* Task requirements:
Extract the data exactly, missing nothing.

* Data for this exercise:
▬▬▬▬▬▬▬▬▬▬
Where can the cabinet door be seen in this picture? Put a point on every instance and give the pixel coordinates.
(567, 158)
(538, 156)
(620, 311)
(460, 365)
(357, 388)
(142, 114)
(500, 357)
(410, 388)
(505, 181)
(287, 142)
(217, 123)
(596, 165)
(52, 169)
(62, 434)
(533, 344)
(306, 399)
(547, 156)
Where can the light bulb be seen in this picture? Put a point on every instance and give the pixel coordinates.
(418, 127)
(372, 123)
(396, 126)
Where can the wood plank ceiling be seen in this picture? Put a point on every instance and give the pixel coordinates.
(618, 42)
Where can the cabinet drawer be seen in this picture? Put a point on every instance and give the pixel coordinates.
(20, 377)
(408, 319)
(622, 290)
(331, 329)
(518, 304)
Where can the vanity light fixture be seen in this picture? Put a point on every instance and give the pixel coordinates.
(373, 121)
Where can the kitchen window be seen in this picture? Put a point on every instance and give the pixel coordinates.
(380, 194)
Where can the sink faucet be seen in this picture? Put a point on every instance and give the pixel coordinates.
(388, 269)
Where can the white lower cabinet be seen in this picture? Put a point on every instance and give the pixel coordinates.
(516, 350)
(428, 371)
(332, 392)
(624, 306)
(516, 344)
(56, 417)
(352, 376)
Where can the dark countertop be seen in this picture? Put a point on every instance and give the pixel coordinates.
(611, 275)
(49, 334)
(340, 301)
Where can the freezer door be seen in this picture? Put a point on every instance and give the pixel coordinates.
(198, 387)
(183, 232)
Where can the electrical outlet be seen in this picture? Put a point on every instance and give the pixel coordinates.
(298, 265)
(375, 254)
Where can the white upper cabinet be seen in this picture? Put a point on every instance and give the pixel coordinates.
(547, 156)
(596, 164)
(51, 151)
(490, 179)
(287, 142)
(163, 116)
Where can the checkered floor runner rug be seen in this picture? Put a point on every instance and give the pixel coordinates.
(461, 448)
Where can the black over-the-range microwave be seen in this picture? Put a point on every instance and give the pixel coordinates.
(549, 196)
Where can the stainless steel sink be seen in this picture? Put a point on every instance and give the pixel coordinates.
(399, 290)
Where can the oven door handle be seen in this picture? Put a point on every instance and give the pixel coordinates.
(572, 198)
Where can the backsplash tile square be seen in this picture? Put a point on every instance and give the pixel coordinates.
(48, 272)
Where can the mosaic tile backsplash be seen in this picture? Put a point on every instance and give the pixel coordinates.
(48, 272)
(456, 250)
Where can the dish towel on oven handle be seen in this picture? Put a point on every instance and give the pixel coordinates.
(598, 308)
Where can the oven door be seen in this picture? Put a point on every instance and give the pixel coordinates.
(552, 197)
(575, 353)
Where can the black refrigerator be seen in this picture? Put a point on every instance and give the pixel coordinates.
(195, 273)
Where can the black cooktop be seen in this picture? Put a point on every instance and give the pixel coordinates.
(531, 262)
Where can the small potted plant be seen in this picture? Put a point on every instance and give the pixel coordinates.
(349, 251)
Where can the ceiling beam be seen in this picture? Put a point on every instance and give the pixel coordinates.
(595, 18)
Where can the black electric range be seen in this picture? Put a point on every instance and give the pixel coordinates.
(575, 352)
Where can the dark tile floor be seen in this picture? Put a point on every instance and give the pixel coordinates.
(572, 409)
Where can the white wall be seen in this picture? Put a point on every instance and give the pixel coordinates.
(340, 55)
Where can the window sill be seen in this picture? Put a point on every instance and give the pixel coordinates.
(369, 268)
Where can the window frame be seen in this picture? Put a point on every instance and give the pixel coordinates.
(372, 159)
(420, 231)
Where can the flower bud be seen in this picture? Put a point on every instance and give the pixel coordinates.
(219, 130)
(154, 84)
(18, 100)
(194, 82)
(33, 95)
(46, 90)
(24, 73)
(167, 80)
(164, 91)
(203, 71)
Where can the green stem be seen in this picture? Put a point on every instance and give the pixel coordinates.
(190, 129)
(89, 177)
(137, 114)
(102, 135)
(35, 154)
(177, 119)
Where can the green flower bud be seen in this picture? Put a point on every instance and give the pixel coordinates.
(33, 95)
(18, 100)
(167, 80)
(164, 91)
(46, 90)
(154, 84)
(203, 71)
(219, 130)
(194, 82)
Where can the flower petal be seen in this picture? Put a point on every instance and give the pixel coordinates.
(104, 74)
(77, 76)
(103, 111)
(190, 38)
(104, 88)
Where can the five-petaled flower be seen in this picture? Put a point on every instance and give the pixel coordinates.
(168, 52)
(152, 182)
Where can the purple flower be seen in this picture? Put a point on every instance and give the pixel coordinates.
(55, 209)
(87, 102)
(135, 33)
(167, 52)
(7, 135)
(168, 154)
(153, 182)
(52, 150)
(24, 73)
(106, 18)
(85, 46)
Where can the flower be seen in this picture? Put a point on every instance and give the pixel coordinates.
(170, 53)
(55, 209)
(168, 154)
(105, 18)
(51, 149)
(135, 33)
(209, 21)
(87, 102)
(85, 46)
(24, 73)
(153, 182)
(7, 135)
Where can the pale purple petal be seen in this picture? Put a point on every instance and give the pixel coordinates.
▬▬▬▬▬▬▬▬▬▬
* Answer to this exercise:
Where can the cabinet door be seen in this picture? Put a point on every instance and give the pixel coordinates.
(567, 158)
(538, 156)
(620, 311)
(460, 365)
(357, 388)
(142, 114)
(500, 357)
(410, 388)
(505, 181)
(287, 142)
(217, 123)
(596, 165)
(52, 169)
(62, 434)
(533, 344)
(306, 399)
(547, 156)
Where can the light bulb be seen in this picture? Put a point on every instance and give the pixel coordinates.
(418, 127)
(372, 123)
(396, 126)
Where can the wood plank ceiling be seen in this picture? Put a point on every instance and give the pixel coordinates.
(618, 42)
Where can the cabinet drawer be seen in this picture? Put a point on every instance and give the pixel coordinates.
(20, 377)
(408, 319)
(622, 290)
(331, 329)
(518, 304)
Where can the vanity light fixture be seen in this picture? Put a point on every instance and give the pixel coordinates.
(373, 121)
Where can the kitchen window be seen in this picture? Put a point on every instance and give the pixel coordinates.
(380, 194)
Where can the sink faucet be seen in this picture? Put a point on every instance and give the pixel coordinates.
(388, 269)
Where can the white lower cabinet be seen in this picture? Put a point on every instance and give the pixel coordinates.
(516, 350)
(428, 371)
(332, 392)
(624, 306)
(516, 344)
(56, 417)
(352, 376)
Where can the dark countertop be seen in this picture? Put a point on every instance and give the pixel coordinates.
(611, 275)
(49, 334)
(340, 301)
Where can the freezer door be seen in this picture? Put a point on every instance and give the pixel coordinates.
(198, 387)
(183, 232)
Where can the electrical outlet be seen in this picture? Put a point on every instance and give the pixel coordinates.
(298, 265)
(375, 254)
Where can the white upper cabinet be seen in this picture? Put a point on every instance and give the pixel coordinates.
(547, 156)
(596, 164)
(51, 151)
(490, 179)
(287, 142)
(163, 116)
Where can the checkered floor runner rug be seen in this picture? Put a point on every instance and give the pixel coordinates.
(461, 448)
Where can the black over-the-range microwave be seen in this picture? Put a point on every instance and give the pixel coordinates.
(549, 196)
Where can the stainless steel sink be seen in this picture? Put a point on every instance and give the pixel coordinates.
(399, 290)
Where can the oven door handle be seen in this picture? Put a point on every instance and give the pixel coordinates.
(572, 198)
Where can the backsplash tile square be seen in this picture? Put a point on every instance and give the pixel coordinates.
(48, 272)
Where can the mosaic tile backsplash be seen in this picture? Put a point on every instance and give the pixel coordinates.
(48, 272)
(456, 250)
Where can the dish towel on oven handle be seen in this picture? Put a point on every instance and give the pixel coordinates.
(598, 308)
Where can the oven door be seen in this picture? Put a point on every instance and give the pixel coordinates.
(552, 197)
(575, 353)
Where can the black refrigerator be seen in this picture? Put a point on every instance and give the pixel coordinates.
(195, 273)
Where can the black cooktop be seen in this picture? Put a point on every instance and give the pixel coordinates.
(531, 262)
Where can the small potted plant be seen in this picture? Put a point on every instance and give the pixel coordinates.
(349, 251)
Where can the ceiling beam be seen in this picture? Put a point on every instance and give the pixel coordinates.
(595, 18)
Where can the black electric range be seen in this picture? Put a point on every instance and give the pixel coordinates.
(575, 352)
Where can the dark tile floor be seen in this picture? Put a point on every instance and give the pixel coordinates.
(572, 409)
Where can the white wall be seen in this picture? Put a point on every instance and give the pixel coordinates.
(340, 55)
Where can the window sill be seen in this picture? Put a point on every instance and give the pixel coordinates.
(369, 268)
Where can the window frame be seen in this picture? Put a point on every instance and give the pixel coordinates.
(372, 159)
(420, 231)
Where can the flower bud be seen in this picture? Put a point on every instance and give the pixel coordinates.
(219, 130)
(154, 84)
(18, 100)
(194, 82)
(33, 95)
(46, 90)
(24, 73)
(167, 80)
(164, 91)
(203, 71)
Where can the green stem be seen in this picture? Put a point on every instance and give the pixel coordinates.
(190, 129)
(89, 177)
(137, 114)
(102, 135)
(35, 154)
(177, 119)
Where can the green flower bud be seen in this picture? Put a point on every instance and give the pixel coordinates.
(33, 95)
(18, 100)
(167, 80)
(164, 91)
(46, 90)
(154, 84)
(203, 71)
(219, 130)
(194, 82)
Where can the flower petal be seen in this picture? Put a point on every instance and give the pixel coordinates.
(104, 74)
(77, 76)
(103, 111)
(190, 38)
(104, 88)
Where can the five-petaled flower be seen in this picture? Put a point on every instance and give the pixel coordinates.
(168, 52)
(152, 182)
Where can the purple flower be seen in this picture? Put a point on every instance and give the pixel coordinates.
(55, 209)
(87, 102)
(135, 33)
(167, 52)
(7, 135)
(168, 154)
(153, 182)
(52, 150)
(24, 73)
(106, 18)
(85, 46)
Where can the flower be seen in this picture? Put a point on every instance and give the pixel coordinates.
(170, 53)
(55, 209)
(168, 154)
(105, 18)
(51, 149)
(135, 33)
(209, 21)
(87, 102)
(85, 46)
(24, 73)
(153, 182)
(7, 135)
Where can the pale purple petal be seen in this picture? Put a point on every instance and give the pixel coordinates.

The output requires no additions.